La Barraudaz, un peu de campagne rendue à la biodiversité

La Barraudaz, un peu de campagne rendue à la biodiversité

Historique

Au 20e siècle, la parcelle était cultivée par le père de mon épouse M. Daniel Porchet puis louée à un agriculteur, M. Huber, qui a exploité celle-ci en bio. Dans les années 80, j’ai créé, dans le bosquet où l’eau réapparait sous forme d’une source et d’un ruisseau (la Segnire) une petite mare afin de compenser la disparition de petites zones humides provoquée par la pose de tuyaux de drainage dans tous les environs.

Malheureusement ce point d’eau, devenu un lieu de ponte pour les tritons alpestres, grenouilles rousses, crapauds communs et sonneurs à ventre jaune, fut détruite (intentionnellement ?) lors de la pose des tuyaux, les rochers étant balancés sans discernement dans le sous-bois.

J’avais fait part de mon envie de créer un nouvel étang à M. Gilbert Rochat, président fondateur de notre Groupe des Amoureux de la NAture en Lavaux (GANaL) qui m’a suggéré de demander une aide de Pro Natura. Ce qui fut fait : en 2010, 3 mares de dimensions différentes voyaient le jour à la lisière du bosquet.

Ces 3 plans d’eau sont un lieu d’observation de nombreux invertébrés (libellules, gyrins , …), de batraciens, de reptiles dont la Couleuvre à collier, visiteuse régulière chaque été.

De plus, les alentours de nos 2 maisons devenaient un endroit de plus en plus consacré à la biodiversité.

Pour favoriser celle-ci, j’ai laissé pousser les ronciers, les herbes folles, en ne les fauchant que partiellement. J’ai planté une haie d’arbustes indigènes en bordure du chemin privatif amenant à nos 2 maisons. Ainsi, la Nature a repris quelque peu ses droits et les conséquences visibles en sont la réapparition de fleurs sauvages, de papillons comme la Thécla du prunier, le Machaon, et de nichées d’oiseaux tels la Pie-grièche écorcheur, le Torcol fourmilier, la Mésange à longue queue, et j’en passe. Sans oublier tous les oiseaux migrateurs s’offrant une halte bienvenue au printemps et surtout à la fin de l’été ! Ainsi, j’ai pu observer tout au long de ces années plus d’une centaine d’espèces d’oiseaux dont les plus remarquables sont la Pie-grièche rousse (une des dernières observations en Suisse, hélas), le Bruant ortolan, la Huppe fasciée, le Loriot d’Europe et le Torcol fourmilier devenu un nicheur régulier avec la Pie-grièche écorcheur.

### CONSIGNE
Pourriez-vous recopier mot pour mot le texte sur la Barraudaz, en commençant par « Ces 3 plans » et en poursuivant jusqu'à « régulière chaque été. » ?

[Données]
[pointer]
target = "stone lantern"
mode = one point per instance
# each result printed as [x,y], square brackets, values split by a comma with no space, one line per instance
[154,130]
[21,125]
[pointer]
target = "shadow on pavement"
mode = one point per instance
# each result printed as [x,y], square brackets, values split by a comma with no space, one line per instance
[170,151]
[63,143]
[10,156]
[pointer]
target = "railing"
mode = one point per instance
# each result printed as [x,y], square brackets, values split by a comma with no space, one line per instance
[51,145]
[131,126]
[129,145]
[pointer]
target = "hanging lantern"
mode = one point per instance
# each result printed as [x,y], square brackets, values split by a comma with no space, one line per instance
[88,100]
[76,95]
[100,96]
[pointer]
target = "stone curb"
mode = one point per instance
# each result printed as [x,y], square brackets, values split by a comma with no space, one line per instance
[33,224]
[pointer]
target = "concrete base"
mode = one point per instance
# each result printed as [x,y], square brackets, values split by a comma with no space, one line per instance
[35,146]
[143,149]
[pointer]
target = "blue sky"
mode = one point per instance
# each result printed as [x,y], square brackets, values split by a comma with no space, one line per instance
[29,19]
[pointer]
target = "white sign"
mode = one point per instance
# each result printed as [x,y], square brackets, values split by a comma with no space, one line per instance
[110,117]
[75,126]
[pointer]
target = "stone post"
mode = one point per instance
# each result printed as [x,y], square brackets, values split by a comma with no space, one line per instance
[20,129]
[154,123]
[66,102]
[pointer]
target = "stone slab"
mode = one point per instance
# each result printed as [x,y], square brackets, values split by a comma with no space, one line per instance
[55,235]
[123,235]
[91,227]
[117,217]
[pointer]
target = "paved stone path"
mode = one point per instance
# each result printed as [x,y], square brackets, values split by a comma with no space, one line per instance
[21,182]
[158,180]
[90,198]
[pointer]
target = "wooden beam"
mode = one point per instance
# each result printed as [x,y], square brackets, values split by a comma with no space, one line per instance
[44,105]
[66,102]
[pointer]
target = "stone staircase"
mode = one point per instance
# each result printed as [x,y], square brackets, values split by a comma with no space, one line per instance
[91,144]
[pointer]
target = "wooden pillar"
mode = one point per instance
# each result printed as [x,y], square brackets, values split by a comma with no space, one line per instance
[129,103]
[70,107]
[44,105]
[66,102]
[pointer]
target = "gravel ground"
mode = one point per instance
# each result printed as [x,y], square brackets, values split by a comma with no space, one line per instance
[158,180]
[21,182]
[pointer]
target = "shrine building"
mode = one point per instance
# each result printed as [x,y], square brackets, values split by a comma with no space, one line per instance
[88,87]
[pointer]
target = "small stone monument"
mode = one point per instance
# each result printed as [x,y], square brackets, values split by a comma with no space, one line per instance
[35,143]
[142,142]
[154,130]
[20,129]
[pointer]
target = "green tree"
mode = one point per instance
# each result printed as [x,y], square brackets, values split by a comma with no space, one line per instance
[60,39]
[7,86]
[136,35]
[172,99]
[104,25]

### RÉSULTAT
Ces 3 plans d’eau sont un lieu d’observation de nombreux invertébrés (libellules, gyrins , …), de batraciens, de reptiles dont la Couleuvre à collier, visiteuse régulière chaque été.